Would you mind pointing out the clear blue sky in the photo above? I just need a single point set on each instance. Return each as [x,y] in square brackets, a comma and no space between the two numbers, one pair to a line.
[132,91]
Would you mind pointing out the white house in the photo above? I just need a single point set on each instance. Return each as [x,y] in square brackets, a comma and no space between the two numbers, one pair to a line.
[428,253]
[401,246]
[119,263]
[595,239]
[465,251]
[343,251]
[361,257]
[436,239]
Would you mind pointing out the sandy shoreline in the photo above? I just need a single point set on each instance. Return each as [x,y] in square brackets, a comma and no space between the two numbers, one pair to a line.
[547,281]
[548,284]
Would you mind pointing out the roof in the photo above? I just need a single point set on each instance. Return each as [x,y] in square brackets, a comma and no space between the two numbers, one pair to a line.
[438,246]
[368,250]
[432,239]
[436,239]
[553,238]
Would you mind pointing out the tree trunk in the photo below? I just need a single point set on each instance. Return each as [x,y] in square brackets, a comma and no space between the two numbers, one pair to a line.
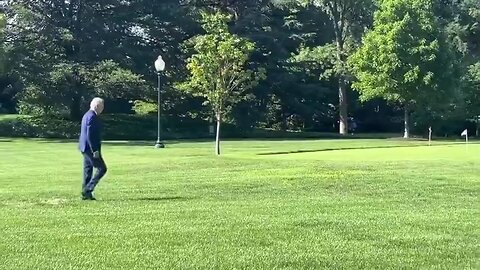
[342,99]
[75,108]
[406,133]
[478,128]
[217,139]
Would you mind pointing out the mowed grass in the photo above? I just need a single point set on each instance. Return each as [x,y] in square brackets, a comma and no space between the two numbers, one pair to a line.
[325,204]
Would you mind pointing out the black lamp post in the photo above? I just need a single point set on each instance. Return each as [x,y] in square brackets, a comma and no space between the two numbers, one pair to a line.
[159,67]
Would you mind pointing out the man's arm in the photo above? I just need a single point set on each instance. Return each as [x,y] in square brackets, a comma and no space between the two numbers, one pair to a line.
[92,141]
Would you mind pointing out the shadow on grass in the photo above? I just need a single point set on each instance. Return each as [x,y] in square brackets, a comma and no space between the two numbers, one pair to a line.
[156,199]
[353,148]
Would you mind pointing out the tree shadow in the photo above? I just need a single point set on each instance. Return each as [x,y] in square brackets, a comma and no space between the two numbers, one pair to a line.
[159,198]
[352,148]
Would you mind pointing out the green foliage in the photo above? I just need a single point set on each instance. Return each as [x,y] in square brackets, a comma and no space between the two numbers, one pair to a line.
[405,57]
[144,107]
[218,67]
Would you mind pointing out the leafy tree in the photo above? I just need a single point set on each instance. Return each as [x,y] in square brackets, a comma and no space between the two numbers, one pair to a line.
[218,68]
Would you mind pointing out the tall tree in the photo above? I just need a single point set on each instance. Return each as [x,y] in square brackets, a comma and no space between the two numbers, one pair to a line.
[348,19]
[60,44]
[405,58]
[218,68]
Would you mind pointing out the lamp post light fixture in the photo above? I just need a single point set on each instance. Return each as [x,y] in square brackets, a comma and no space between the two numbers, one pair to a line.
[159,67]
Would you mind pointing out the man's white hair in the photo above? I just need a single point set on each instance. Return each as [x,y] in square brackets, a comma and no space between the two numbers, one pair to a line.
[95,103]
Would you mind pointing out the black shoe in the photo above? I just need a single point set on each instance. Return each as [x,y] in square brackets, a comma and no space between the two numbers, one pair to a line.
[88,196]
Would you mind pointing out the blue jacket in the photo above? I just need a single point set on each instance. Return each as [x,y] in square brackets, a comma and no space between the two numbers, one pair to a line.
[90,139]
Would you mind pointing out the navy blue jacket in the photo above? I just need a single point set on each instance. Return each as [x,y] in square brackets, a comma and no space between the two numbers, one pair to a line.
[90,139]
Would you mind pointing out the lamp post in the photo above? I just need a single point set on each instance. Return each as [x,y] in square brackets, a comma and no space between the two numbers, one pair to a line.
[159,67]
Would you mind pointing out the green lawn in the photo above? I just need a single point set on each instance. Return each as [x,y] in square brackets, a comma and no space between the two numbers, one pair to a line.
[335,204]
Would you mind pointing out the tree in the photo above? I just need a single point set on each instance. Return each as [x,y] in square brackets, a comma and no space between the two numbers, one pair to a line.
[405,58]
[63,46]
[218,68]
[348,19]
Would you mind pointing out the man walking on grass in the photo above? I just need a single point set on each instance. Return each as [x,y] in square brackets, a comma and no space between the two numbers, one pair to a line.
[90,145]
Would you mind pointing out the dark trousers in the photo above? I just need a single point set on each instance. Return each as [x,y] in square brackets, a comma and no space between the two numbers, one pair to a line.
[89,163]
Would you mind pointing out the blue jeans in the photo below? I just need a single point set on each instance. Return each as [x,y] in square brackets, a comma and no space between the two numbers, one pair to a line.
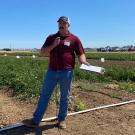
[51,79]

■ ■ ■ ■ ■ ■ ■

→ Problem description
Pictures should be skipped, and the records retyped word for word.

→ Expected answer
Would you mind pointing out the clear blue sky in the photo above? I just need a single point set on each instance. Return each as [x,y] in square brackets, a comma and no space between the two numbers, one pair to a line.
[132,91]
Would you mind pointing out the white house in the photo above? I just need a single point set on each instance. Return each as [x,y] in square brackets, a comma and no space between the two numbers, one pair to a line.
[428,253]
[401,246]
[119,263]
[595,239]
[465,251]
[343,251]
[361,257]
[436,239]
Would you mind pointing out the sandy shoreline in the photo above? I just need a single point set on each instance. Return each as [x,y] in square brackets, a comma and no space between the two numbers, one pair to a line.
[547,281]
[548,284]
Would you mind pointing out the roof in the photo above? I just need a single point set on each instance. Return each as [x,y] in square brackets, a comma and no space between the two numbers, one pair to a line.
[438,246]
[368,250]
[432,239]
[436,239]
[553,238]
Would you mind pointing out the tree trunk in the photo below? I just need a single point set on each instance. Return each as [x,y] in square brackets, a comma and no space between the two numbers, one pair to a line.
[342,99]
[75,108]
[406,133]
[478,128]
[217,139]
Would you mind pointing out the mowed grass in the photo above? I just need a single point set on each instance. Return each as [x,y] in square brackets, a comma and no space between the two numbers, one pair to a line.
[325,204]
Would you mind pointing out the black lamp post in the photo above? I just need a single point set on each instance. Return each as [x,y] in square brackets, a comma and no space between the two numbers, one pair to a line.
[159,67]
Would you mind pointing out the man's arm in the photo above? I just need a single point set on each instance. Return each as [x,y] in square brackets, a comma and no space between the two numbers, one pair to a line.
[92,141]
Would you mind pointing out the shadow on grass in the photo above? I just need a single point set on each instance. Return each as [x,y] in square brackets, a comma and no space between the two numbers, one pair to a line.
[156,199]
[353,148]
Would you mind pointing out the tree shadow in the photo above? I just need a single point set on each instance. Return each as [x,y] in square brackets, a comma and no space between the two numbers, one pair to a line.
[159,198]
[352,148]
Would you mind pointing out the green foliage in the photo above? I just need a single point set on each instance. Return each as [x,y] in square brackets, a comma and no space between the two numbers, one pair to a line.
[405,57]
[144,107]
[218,67]
Would you mind pointing out the leafy tree in the photo above? I just need a single point set on each instance. Return each as [x,y] in square brackets, a comma and no space between the two numbers, one pair to a line.
[218,68]
Would you mind pointing out the tall tree in the photo above? I just need a single point set on each instance. Return each as [x,y] in square brackets, a comma and no space between the two numbers, one pair to a line.
[348,19]
[60,44]
[405,58]
[218,68]
Would you mind pointing out the lamp post light fixture in the photo above? I just need a single point set on each instance. Return each as [x,y] in square brackets, a comma and no space between the two numbers, one pair to a line.
[159,67]
Would you mind pointing out the man's white hair in the photo above? I just need a single point set on each instance. Return each as [x,y] in square brackets, a comma and no space between the two numbers, one pair to a line.
[95,103]
Would you mind pointing out the black shoe in the photo above? I just need a single point set on each instance. Return each as [x,y] in square brackets, a comma and no space between the two numbers, one pair to a line.
[88,196]
Would you mind pointing out the blue jacket in the photo above? I just need a single point set on each instance. Return each as [x,y] in square brackets, a comma and no space between the two numbers, one pair to a line.
[90,139]
Would you mind pointing out the navy blue jacket in the photo above? I just need a single point set on each instance. Return each as [x,y] in square brackets, a comma and no space between the two numbers, one pair to a line.
[90,139]
Would you mind pointing out the lamp post in the photo above? I just need a single point set on each instance. Return each as [x,y] in square brackets, a comma and no space between the two numbers, one pair to a line.
[159,67]
Would you mind pointing out the green lawn in the photo above? I just need a single point set on each instance. Return each as [x,y] in square brackets, a comma and no space between the two numbers, one pair to a line.
[335,204]
Would you mind pointing out the tree in the photo above? I just need a single point set on each instance. Return each as [x,y] in square brackets, a comma and no space between the two numbers, one pair to a line.
[405,58]
[63,46]
[218,68]
[348,19]
Would you mind pointing out the man walking on grass in the photo above? I just need a single point set on each instance. Return each as [x,y] in square brackets, a comma and no space between the two numbers, one pair to a line.
[90,145]
Would you mind pointing out the dark trousers in the photo above? I just need a single point set on each instance. Return each as [x,y] in square brackets, a comma and no space between the two numbers, one pair to a line.
[89,163]
Would you mind pointing out the blue jeans in the photo below? I just need a single point set on each instance. Return each as [x,y] in square brackets, a comma and no space between the two numbers, one pair to a line.
[51,79]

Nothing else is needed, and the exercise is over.